**FRAGMENTO SELECCIONADO**
Por supuesto que las comunidades necesitan algún medio para tratar a aquellos individuos que perjudiquen a los demás. En lugar de varios miles de policías profesionales, la mejor solución es a través de la organización comunal de la protección mutua. Quienes gobiernan proclaman que las fuerzas de seguridad (oficiales y privadas) existen para defendernos a los unos de los otros, cuando sabemos que en realidad sólo les interesa que puedan protegerlos a ellos, a su propiedad y a su poder sobre nosotros. Además, son instituciones condicionadas para responder a la violencia con más violencia, con lo que se genera un círculo vicioso que sólo beneficia al Estado policial y a los delincuentes, que juntos se hacen así dueños de las ciudades. Por otra parte, ya son numerosos los intentos de asumir la protección independientemente de la policía, y sobre ellos los agentes del Estado ejercen fuertes presiones para controlarlos y evitar que la población tome conciencia de que no necesita uniformados para salvaguardar sus vidas e intereses.
Las cárceles son un fracaso a la hora de mejorar, reformar o disuadir a los infractores y operan solamente en el aspecto que mejor sabe hacer el Estado, reprimir. Los vecinos de una comunidad, conociendo las circunstancias personales de cada cual, aportarían soluciones mejores y más adecuadas tanto para la víctima como para el acusado. Por otra parte, el actual sistema penal es uno de los principales responsables de la promoción del comportamiento delictivo. Los reos que cumplen una condena más o menos larga, a menudo se convierten en seres inadaptados para la convivencia fuera de las rejas. ¿Cómo puede imaginarse que encerrar a una persona, a cargo de otras de un carácter tan antisocial como ella misma (pues así suelen ser los carceleros), va a desarrollar un modelo de comportamiento responsable y sensato? ¿Cómo pensar que se logrará ese comportamiento tras pasar por el infierno de las prisiones en Venezuela o tantos otros países? Naturalmente, ocurre todo lo contrario y la mayoría de los presos reinciden y con un grado mayor de agresividad.

**COMPLETA LO SIGUIENTE**
1) Indica si cada afirmación coincide con el fragmento sobre la policía y las cárceles, y cita las palabras que lo deciden: (a) la mejor solución es la organización comunal de la protección mutua; (b) las cárceles logran disuadir a los infractores; (c) la mayoría de los presos no reinciden.
2) Según el fragmento sobre la policía y las cárceles, ¿qué se genera cuando las fuerzas de seguridad responden a la violencia con más violencia?

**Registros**
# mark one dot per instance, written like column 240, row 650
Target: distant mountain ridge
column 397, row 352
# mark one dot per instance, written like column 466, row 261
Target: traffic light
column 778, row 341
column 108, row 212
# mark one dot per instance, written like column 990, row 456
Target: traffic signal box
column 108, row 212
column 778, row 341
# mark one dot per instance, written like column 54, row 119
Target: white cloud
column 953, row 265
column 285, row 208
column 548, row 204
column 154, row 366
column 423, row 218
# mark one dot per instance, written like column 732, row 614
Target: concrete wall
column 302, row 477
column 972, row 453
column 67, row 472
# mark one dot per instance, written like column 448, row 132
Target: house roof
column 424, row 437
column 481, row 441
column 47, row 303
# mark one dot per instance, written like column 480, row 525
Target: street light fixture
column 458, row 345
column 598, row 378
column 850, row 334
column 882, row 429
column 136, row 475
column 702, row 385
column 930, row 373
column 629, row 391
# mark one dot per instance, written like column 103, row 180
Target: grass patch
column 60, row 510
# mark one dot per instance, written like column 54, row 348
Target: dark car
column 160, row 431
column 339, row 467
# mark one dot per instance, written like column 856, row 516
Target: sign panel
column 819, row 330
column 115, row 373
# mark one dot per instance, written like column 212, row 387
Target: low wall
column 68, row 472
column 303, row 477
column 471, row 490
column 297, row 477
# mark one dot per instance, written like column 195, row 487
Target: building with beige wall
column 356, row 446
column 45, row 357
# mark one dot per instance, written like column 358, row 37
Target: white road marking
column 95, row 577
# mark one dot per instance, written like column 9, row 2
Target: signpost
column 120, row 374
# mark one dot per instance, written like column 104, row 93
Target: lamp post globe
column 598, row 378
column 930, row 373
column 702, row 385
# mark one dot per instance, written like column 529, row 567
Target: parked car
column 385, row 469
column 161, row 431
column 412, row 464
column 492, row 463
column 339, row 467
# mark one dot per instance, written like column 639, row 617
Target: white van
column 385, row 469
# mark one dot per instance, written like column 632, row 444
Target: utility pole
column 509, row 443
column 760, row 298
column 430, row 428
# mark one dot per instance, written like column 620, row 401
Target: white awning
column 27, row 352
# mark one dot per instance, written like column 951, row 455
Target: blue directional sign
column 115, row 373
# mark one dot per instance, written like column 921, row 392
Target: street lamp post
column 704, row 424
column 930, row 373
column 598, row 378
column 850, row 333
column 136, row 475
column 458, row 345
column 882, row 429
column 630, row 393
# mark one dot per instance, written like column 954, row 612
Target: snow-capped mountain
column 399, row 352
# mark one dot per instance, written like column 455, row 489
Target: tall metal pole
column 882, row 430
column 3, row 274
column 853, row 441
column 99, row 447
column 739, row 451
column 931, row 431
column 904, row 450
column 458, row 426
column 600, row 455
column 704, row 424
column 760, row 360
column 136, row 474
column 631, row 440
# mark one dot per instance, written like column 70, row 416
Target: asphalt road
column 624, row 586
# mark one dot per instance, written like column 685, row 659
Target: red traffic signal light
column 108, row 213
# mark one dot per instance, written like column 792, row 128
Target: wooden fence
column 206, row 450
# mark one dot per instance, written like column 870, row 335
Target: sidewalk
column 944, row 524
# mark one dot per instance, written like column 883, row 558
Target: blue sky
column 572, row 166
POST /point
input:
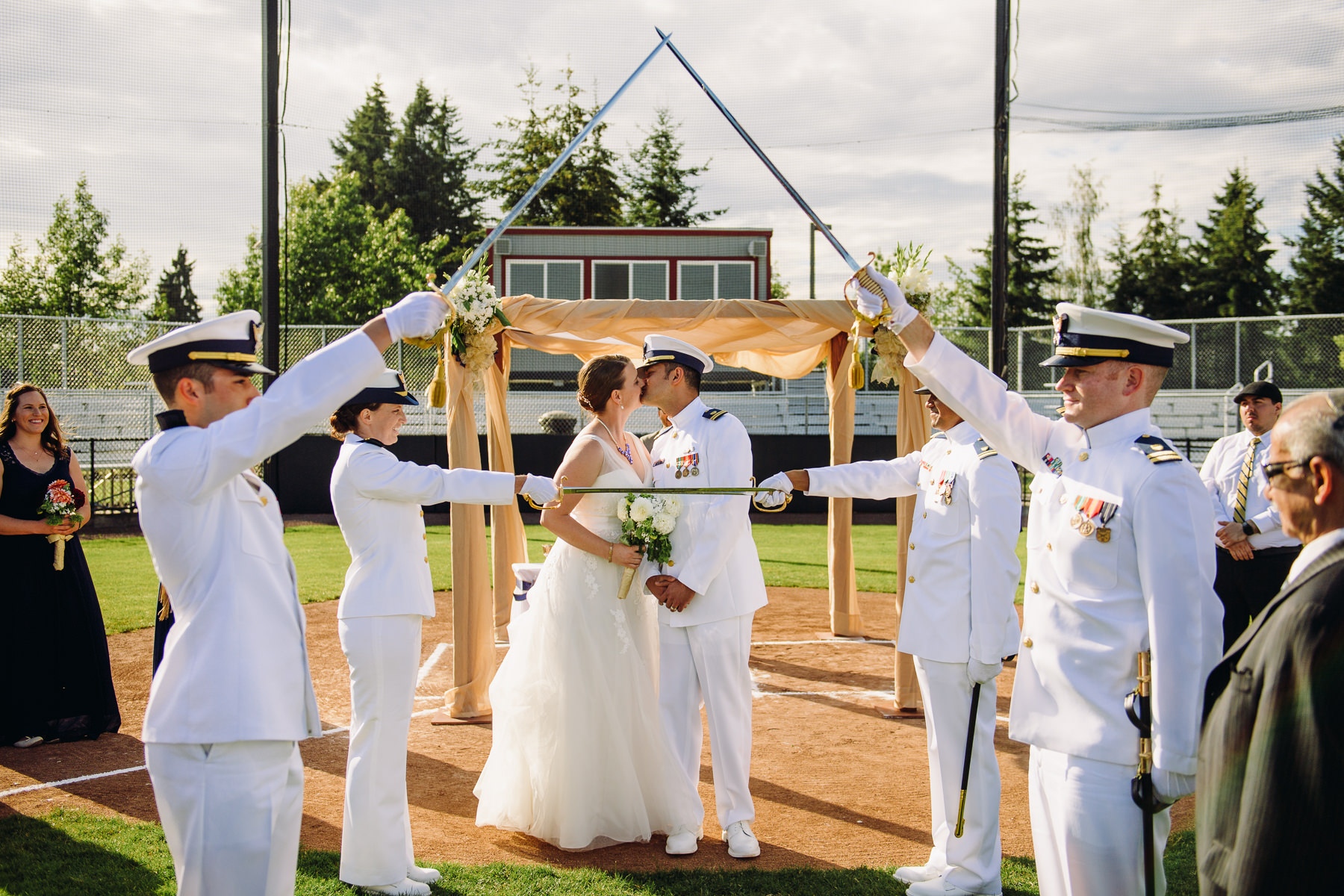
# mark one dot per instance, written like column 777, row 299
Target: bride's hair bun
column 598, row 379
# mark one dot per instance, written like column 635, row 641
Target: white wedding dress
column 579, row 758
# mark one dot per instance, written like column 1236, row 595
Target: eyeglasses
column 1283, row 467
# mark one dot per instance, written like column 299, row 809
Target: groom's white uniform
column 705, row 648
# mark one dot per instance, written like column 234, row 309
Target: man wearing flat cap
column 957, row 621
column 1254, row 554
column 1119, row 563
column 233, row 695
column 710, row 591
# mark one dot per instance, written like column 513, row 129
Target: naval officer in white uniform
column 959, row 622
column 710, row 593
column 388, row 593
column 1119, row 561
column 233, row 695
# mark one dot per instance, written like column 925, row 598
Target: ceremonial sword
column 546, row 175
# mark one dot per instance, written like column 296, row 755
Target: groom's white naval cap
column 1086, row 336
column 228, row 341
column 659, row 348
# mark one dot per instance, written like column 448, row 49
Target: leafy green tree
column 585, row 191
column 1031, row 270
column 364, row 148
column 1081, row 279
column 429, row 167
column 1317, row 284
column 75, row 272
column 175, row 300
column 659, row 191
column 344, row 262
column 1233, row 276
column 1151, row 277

...

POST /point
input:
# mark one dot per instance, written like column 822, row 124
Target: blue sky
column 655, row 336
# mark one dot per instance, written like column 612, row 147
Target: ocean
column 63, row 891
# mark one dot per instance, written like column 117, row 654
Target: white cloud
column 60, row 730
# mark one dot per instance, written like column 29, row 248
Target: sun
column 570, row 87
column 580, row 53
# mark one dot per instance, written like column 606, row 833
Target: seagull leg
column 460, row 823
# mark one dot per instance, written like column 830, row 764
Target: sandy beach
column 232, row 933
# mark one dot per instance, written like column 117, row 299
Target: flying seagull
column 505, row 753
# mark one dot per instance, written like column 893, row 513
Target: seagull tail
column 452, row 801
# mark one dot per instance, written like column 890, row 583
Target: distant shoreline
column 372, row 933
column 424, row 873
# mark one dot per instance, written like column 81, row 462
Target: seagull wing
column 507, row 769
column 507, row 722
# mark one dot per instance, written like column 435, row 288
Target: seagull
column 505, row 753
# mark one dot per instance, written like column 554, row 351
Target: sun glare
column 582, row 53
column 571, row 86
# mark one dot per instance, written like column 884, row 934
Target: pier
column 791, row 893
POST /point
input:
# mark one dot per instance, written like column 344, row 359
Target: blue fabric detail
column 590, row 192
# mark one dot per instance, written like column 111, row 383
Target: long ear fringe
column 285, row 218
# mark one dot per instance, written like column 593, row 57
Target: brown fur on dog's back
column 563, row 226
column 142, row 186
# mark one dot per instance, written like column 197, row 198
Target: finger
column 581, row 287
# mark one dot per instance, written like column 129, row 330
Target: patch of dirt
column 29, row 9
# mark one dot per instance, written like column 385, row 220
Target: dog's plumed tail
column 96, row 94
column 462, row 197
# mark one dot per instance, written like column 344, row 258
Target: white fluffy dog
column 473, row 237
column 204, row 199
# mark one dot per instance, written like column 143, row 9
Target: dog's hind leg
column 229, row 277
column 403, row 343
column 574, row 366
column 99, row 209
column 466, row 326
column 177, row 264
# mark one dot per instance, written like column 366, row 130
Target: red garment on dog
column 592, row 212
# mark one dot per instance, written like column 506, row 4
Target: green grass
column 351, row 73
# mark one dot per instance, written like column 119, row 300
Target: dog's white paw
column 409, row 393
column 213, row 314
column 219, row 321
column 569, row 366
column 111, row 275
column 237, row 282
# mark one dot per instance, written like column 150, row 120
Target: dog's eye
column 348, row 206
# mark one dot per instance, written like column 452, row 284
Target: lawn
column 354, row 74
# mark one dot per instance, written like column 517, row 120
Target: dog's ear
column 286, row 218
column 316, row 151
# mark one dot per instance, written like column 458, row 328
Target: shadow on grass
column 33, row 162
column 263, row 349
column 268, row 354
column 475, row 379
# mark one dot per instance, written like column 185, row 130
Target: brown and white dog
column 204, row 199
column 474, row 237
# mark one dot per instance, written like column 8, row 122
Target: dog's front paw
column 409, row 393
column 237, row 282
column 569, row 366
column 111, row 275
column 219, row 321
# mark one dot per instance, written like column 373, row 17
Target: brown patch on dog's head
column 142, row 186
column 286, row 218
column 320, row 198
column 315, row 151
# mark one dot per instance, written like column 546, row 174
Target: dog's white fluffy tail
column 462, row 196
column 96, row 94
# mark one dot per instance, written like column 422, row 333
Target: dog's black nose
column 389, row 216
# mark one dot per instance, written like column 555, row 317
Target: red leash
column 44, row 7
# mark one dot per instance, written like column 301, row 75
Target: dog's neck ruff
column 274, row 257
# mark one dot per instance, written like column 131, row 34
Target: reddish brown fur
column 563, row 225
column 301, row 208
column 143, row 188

**RESPUESTAS DEL EJERCICIO**
1)
(a) Sí: "la mejor solución es a través de la organización comunal de la protección mutua".
(b) No: "Las cárceles son un fracaso a la hora de mejorar, reformar o disuadir a los infractores".
(c) No: "la mayoría de los presos reinciden y con un grado mayor de agresividad".

2) Un círculo vicioso que sólo beneficia al Estado policial y a los delincuentes.